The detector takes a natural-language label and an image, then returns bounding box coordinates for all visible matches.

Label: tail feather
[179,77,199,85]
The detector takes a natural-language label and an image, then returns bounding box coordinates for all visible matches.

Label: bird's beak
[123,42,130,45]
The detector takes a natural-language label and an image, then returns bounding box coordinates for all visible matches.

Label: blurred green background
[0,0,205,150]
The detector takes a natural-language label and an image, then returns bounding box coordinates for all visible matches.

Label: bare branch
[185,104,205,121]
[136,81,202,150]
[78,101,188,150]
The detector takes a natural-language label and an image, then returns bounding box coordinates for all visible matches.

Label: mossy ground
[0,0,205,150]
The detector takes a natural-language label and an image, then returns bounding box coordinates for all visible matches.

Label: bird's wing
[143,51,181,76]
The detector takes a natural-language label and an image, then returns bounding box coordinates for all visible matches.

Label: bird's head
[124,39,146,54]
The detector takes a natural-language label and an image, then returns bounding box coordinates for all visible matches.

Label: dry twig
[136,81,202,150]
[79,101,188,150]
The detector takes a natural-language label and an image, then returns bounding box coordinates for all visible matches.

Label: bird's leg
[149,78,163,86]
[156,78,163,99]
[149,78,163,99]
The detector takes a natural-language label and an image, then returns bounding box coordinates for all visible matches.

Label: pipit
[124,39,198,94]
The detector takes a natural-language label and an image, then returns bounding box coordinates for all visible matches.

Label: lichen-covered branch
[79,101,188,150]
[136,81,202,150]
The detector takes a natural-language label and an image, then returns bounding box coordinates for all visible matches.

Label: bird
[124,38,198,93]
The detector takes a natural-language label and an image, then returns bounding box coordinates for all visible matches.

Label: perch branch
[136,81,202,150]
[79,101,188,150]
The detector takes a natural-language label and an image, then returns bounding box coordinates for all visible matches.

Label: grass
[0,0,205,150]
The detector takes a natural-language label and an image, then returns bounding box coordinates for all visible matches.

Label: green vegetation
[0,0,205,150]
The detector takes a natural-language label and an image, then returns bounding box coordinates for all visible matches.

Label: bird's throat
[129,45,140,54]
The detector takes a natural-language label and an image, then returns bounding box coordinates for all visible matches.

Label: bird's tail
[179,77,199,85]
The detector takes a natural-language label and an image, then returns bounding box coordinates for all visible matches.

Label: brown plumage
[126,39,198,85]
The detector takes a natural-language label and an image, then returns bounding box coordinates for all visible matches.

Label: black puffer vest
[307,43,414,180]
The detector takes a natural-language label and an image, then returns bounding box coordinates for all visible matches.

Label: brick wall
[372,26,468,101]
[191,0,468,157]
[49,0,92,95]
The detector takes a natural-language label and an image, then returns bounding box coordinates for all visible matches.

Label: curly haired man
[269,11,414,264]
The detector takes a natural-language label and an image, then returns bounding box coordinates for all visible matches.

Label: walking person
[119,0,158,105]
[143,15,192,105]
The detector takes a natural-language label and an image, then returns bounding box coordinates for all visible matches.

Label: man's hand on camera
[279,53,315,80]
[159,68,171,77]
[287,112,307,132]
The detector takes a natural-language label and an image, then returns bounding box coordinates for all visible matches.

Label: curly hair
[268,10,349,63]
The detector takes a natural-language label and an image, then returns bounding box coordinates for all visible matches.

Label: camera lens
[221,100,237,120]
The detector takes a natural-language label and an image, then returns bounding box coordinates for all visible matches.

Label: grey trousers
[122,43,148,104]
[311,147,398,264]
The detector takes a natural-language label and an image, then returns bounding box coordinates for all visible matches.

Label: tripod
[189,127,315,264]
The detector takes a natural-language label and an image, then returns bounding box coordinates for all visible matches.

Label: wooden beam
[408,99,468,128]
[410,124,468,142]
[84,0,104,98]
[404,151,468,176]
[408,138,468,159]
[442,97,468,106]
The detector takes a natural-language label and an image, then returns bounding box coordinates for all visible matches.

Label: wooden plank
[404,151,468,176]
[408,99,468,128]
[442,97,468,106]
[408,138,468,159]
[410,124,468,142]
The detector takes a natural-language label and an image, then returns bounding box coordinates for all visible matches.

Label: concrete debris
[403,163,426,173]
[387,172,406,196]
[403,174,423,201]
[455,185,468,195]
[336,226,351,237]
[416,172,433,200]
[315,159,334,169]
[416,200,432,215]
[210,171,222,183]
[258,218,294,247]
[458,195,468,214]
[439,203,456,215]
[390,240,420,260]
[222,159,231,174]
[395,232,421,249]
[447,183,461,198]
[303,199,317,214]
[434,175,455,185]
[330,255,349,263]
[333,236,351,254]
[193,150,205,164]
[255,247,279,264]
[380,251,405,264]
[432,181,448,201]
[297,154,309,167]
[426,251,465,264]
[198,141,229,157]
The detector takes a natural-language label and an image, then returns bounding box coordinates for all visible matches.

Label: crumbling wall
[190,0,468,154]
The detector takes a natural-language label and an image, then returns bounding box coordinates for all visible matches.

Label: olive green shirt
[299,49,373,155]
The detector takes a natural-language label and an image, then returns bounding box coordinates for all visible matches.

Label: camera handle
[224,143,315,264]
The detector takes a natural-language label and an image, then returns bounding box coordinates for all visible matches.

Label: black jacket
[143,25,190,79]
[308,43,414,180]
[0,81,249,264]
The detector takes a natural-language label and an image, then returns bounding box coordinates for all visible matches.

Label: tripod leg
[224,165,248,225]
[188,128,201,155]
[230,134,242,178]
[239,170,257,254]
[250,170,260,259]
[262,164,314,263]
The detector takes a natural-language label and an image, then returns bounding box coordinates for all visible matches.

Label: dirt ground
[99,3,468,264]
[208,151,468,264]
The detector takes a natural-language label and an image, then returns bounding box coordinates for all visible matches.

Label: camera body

Exercise task:
Report each line of the listing above that contains "tail", copying the whole line, and treat uppercase and lowercase as different.

Exercise result:
Label: tail feather
Label: bird's tail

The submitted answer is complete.